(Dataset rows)
(begin)
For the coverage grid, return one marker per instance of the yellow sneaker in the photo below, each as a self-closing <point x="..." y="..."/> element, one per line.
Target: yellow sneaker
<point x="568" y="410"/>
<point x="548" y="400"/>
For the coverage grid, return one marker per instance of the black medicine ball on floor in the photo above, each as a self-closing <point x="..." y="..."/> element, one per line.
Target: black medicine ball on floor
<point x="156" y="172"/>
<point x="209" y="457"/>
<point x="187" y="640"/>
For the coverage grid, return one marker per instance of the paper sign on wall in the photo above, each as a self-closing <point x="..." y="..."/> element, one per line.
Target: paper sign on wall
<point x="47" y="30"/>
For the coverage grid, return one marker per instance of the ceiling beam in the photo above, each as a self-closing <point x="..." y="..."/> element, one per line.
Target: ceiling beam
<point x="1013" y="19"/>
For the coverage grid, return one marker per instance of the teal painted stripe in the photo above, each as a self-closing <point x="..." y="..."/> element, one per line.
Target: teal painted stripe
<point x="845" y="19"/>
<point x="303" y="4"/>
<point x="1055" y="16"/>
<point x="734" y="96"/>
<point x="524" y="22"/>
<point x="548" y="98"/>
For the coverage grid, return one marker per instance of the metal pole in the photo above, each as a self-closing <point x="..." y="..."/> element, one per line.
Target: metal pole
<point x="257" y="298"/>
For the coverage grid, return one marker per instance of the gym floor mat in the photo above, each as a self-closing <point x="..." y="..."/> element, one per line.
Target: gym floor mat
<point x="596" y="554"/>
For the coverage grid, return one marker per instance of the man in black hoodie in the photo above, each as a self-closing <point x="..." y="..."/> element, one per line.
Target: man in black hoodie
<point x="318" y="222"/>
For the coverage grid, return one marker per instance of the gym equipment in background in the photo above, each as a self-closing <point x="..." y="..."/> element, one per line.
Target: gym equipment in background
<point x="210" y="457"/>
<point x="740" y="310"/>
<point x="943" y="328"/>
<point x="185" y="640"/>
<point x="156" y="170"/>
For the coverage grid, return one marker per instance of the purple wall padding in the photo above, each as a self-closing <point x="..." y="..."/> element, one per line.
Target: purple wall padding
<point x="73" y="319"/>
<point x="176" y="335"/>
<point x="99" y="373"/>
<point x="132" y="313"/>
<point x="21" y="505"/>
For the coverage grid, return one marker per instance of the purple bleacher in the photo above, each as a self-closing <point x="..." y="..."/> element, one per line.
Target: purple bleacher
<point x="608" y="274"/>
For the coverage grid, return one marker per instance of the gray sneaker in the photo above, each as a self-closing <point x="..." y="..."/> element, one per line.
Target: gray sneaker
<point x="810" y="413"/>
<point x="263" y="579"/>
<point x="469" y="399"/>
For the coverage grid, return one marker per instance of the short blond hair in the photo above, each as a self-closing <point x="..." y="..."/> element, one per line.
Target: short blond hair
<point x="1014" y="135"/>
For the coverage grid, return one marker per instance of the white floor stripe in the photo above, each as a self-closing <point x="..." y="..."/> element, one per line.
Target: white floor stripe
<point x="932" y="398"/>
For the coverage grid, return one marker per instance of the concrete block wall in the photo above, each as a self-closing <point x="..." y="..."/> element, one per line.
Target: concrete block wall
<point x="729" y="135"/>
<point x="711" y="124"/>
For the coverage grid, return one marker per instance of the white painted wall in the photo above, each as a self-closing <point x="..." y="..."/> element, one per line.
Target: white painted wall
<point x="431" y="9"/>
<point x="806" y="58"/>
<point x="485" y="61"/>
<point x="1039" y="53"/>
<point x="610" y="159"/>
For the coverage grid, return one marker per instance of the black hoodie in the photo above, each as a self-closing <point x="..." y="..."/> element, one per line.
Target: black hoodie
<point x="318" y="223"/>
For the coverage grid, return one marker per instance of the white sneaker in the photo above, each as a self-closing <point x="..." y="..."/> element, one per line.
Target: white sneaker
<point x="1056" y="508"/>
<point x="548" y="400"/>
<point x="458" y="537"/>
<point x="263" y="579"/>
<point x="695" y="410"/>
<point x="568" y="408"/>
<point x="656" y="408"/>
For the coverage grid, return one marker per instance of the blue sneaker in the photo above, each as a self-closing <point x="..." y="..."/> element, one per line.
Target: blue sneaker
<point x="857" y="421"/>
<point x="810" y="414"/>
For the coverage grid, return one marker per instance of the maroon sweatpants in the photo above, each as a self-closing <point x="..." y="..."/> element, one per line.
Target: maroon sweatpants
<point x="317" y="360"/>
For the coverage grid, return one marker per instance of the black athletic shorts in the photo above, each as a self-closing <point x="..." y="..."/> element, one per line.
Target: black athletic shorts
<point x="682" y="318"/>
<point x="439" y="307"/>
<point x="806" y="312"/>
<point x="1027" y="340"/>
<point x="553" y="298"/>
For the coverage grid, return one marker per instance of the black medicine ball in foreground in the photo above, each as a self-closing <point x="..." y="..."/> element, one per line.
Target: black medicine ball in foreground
(end)
Your task is to retype all the records above with nothing left out.

For the coverage grid, return one marker per instance of the yellow sneaker in the photo below, each as a self-closing <point x="..." y="..."/> element, one per line.
Target: yellow sneaker
<point x="568" y="410"/>
<point x="548" y="400"/>
For the coverage grid, return one marker per instance of the black medicine ball on floor in the photo above, each as a self-closing <point x="..." y="..."/> element, one per line.
Target: black medicine ball on floor
<point x="156" y="172"/>
<point x="209" y="457"/>
<point x="187" y="640"/>
For the coverage grid, return one marker per instance of the paper sign on wall in the photo above, each as a self-closing <point x="..." y="..."/> element, one per line.
Target: paper sign on wall
<point x="47" y="30"/>
For the coverage grid, return one marker per instance of the ceiling beam in the photo above, each as a self-closing <point x="..." y="..."/> element, one per line.
Target: ceiling beam
<point x="1013" y="19"/>
For the coverage grid, return one marker per instance of the teal painted stripe in the photo above, each as a self-closing <point x="..." y="..."/> element, one per line.
Target: teal painted stripe
<point x="845" y="19"/>
<point x="303" y="4"/>
<point x="1055" y="16"/>
<point x="734" y="96"/>
<point x="524" y="22"/>
<point x="548" y="98"/>
For the coverage grid, return one marker per instance of the metal pole in the photo above, each as a self-closing <point x="..." y="..."/> element, one per line.
Target: metal pole
<point x="257" y="298"/>
For the coverage grid, return one marker per instance of the gym floor mat in the photo above, each as a self-closing <point x="..." y="..."/> element, one per line.
Target: gym floor mat
<point x="596" y="554"/>
For the coverage grid, return one marker per instance of the man in black hoodie in the photo above, each as a self-closing <point x="..." y="..."/> element, one per line.
Target: man in black hoodie
<point x="318" y="222"/>
For the coverage grid, return one marker per instance of the gym equipment in background in the photo above, each as a self-closing <point x="..." y="..."/> element, one per line.
Target: gym equipment in background
<point x="210" y="457"/>
<point x="740" y="310"/>
<point x="943" y="328"/>
<point x="185" y="640"/>
<point x="156" y="170"/>
For the coverage grid, return one marker per instance of the purple wall padding in the photo above, each as a self-closing <point x="..." y="..."/> element, one per line.
Target: purple wall padding
<point x="73" y="319"/>
<point x="176" y="335"/>
<point x="99" y="373"/>
<point x="132" y="313"/>
<point x="21" y="505"/>
For the coverage grid, return one marker per instance of the purple bleacher in the photo above, each as a self-closing <point x="..." y="..."/> element, one per line.
Target: purple bleacher
<point x="608" y="274"/>
For the coverage grid, return one marker per instance of the gray sneaker in the photo above, each as a self-closing <point x="..." y="..."/> element, one per line.
Target: gray sneaker
<point x="810" y="413"/>
<point x="263" y="579"/>
<point x="469" y="399"/>
For the coverage grid, return one marker per instance of the short blond hair in the photo above, each as a self-closing <point x="..." y="..."/> element, one per line.
Target: short blond hair
<point x="1014" y="135"/>
For the coverage grid, return one marker per instance of the white floor stripe in the photo above, each as a self-closing <point x="..." y="..."/> element, one per line.
Target: white floor stripe
<point x="932" y="398"/>
For the coverage grid, return one marker per instance of the concrete block wall in the photo above, each as a self-closing <point x="..." y="..."/> element, one per line.
Target: concrete block wall
<point x="729" y="135"/>
<point x="711" y="124"/>
For the coverage grid, return one marker per instance of the white painted wall in the photo above, each as a self-closing <point x="..." y="..."/> element, one per line.
Target: white painted wall
<point x="431" y="9"/>
<point x="806" y="58"/>
<point x="485" y="61"/>
<point x="1039" y="53"/>
<point x="610" y="159"/>
For the coverage grid, return one marker per instance of the black hoodie in the photo above, each as a self-closing <point x="..." y="..."/> element, one per line.
Target: black hoodie
<point x="318" y="223"/>
For the coverage grid, return one marker per instance of the white sneaker in the photo above, each as a self-closing <point x="..." y="..."/> element, one per line.
Target: white sneaker
<point x="1056" y="508"/>
<point x="548" y="400"/>
<point x="458" y="537"/>
<point x="263" y="579"/>
<point x="695" y="410"/>
<point x="568" y="408"/>
<point x="656" y="408"/>
For the coverage grid, return one marker per instance of the blue sneaker in the photo above, each as a self-closing <point x="..." y="..."/> element, one per line.
Target: blue sneaker
<point x="857" y="421"/>
<point x="810" y="414"/>
For the coverage grid, return one marker per instance of the maroon sweatpants in the photo above, each as a self-closing <point x="..." y="..."/> element, one per line.
Target: maroon sweatpants
<point x="317" y="360"/>
For the coverage grid, return one marker per instance of the black athletic shorts in the photo above, each as a self-closing <point x="..." y="..."/> element, one per line.
Target: black athletic shorts
<point x="682" y="318"/>
<point x="439" y="307"/>
<point x="806" y="312"/>
<point x="1027" y="340"/>
<point x="553" y="298"/>
For the coverage grid, return one marker per instance of the black medicine ball in foreground in the photo above, each as a self-closing <point x="..." y="..."/> element, one per line.
Target: black medicine ball in foreground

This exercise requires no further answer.